* Start *

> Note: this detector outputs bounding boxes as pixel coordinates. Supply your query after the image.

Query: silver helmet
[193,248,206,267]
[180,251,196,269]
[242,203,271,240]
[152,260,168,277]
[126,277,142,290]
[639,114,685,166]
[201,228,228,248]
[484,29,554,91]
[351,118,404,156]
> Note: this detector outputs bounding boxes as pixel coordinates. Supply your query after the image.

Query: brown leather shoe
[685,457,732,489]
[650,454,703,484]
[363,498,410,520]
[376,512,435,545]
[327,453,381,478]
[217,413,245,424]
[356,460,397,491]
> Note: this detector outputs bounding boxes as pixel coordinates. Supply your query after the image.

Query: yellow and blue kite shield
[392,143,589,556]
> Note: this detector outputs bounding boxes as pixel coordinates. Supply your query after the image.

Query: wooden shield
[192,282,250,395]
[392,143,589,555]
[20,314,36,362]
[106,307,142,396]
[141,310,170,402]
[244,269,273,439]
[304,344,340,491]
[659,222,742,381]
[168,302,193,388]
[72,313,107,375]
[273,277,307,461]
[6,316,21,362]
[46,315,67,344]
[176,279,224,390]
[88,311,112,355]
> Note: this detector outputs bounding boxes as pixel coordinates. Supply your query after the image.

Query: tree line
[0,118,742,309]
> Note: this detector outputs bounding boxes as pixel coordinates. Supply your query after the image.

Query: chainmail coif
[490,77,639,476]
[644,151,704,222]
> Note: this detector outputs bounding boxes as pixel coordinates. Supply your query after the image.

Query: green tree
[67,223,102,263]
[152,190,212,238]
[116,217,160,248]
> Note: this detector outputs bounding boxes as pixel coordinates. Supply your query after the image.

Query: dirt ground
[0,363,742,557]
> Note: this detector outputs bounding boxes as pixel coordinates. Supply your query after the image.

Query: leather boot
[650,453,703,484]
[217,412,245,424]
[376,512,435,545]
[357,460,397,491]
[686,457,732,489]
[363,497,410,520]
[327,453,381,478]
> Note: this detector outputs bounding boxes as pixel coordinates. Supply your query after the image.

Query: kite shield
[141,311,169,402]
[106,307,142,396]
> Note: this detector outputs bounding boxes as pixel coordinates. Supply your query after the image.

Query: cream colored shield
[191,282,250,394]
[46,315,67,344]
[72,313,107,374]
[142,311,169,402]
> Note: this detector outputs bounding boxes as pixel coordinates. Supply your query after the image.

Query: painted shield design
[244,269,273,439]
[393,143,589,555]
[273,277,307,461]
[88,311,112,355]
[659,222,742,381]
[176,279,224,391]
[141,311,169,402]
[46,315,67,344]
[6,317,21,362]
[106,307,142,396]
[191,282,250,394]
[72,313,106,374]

* End *

**Do this:** Please convert the data above into a Markdown table with the columns Row and Line, giving each line its own row number and leaving out blank lines.

**Exercise answer:**
| Row | Line |
|---|---|
| 1 | > Note: this detector outputs bounding boxes as pixel coordinates. Supply your query after the image. |
| 2 | Query: silver helmet |
| 3 | [193,248,206,267] |
| 4 | [180,251,196,269] |
| 5 | [242,203,271,240] |
| 6 | [152,260,168,277] |
| 7 | [126,277,142,290] |
| 8 | [639,114,685,166] |
| 9 | [201,228,228,248] |
| 10 | [484,29,554,91] |
| 11 | [351,118,404,156] |
| 12 | > Note: this detector outputs bounding boxes as pixel coordinates. Supply your query after the image. |
| 13 | Query: brown leather shoe |
| 14 | [685,457,732,489] |
| 15 | [650,454,703,484] |
| 16 | [363,498,410,520] |
| 17 | [376,512,435,545] |
| 18 | [327,453,381,478] |
| 19 | [217,413,245,424] |
| 20 | [356,460,397,491] |
| 21 | > Note: this detector outputs bounding boxes as pixel coordinates. Supply your query after the image. |
| 22 | Query: yellow and blue kite shield |
| 23 | [392,143,589,556] |
| 24 | > Note: this detector outputs bounding boxes as pixel coordinates. Supply your query after the image. |
| 25 | Query: wooden shield |
| 26 | [192,282,250,395] |
| 27 | [392,143,589,555] |
| 28 | [20,314,36,362] |
| 29 | [106,307,142,396] |
| 30 | [141,310,170,402] |
| 31 | [244,269,273,439] |
| 32 | [304,344,340,491] |
| 33 | [659,222,742,381] |
| 34 | [168,302,193,388] |
| 35 | [72,313,107,375] |
| 36 | [273,277,307,461] |
| 37 | [6,316,21,362] |
| 38 | [46,315,67,344] |
| 39 | [176,279,224,390] |
| 40 | [88,311,112,355] |
| 41 | > Note: this detector outputs bounding boxes as pixel coordinates. Supply your query after the image. |
| 42 | Query: tree line |
| 43 | [0,118,742,309] |
| 44 | > Note: this detector outputs bounding boxes as pixel coordinates. Supply your query after the image. |
| 45 | Query: chainmail coif |
| 46 | [490,77,639,476] |
| 47 | [644,151,704,222] |
| 48 | > Note: this detector outputs bounding boxes as pixel coordinates. Supply your query after the image. |
| 49 | Query: green tree |
| 50 | [67,223,102,263] |
| 51 | [152,190,212,238] |
| 52 | [116,217,160,248] |
| 53 | > Note: this detector outputs bounding boxes as pixel coordinates. Supply your query after the image. |
| 54 | Query: dirt ground |
| 55 | [0,363,742,557] |
| 56 | > Note: this detector outputs bounding boxes as pixel coordinates. Supply your query after the image. |
| 57 | Query: leather boot |
| 58 | [650,453,703,484] |
| 59 | [217,412,245,424] |
| 60 | [376,512,435,545] |
| 61 | [357,460,397,491] |
| 62 | [686,457,732,489] |
| 63 | [363,497,410,520] |
| 64 | [327,453,381,478] |
| 65 | > Note: this detector outputs bounding boxes as pixel coordinates. Supply your query after the image. |
| 66 | Query: kite shield |
| 67 | [141,311,169,402] |
| 68 | [106,307,142,396] |
| 69 | > Note: this detector outputs bounding boxes as pixel coordinates. Supply your query after the image. |
| 70 | Query: cream colored shield |
| 71 | [191,282,250,394] |
| 72 | [46,315,67,344] |
| 73 | [72,313,107,374] |
| 74 | [142,311,169,402] |
| 75 | > Note: this detector outputs bounding boxes as pixel coordinates. Supply your query after the image. |
| 76 | Query: painted shield design |
| 77 | [244,269,273,439] |
| 78 | [393,143,589,555] |
| 79 | [273,277,307,461] |
| 80 | [88,311,112,355] |
| 81 | [659,222,742,381] |
| 82 | [176,279,224,391] |
| 83 | [141,311,169,402] |
| 84 | [46,315,67,344] |
| 85 | [6,317,21,362] |
| 86 | [106,307,142,396] |
| 87 | [191,282,250,394] |
| 88 | [72,313,106,374] |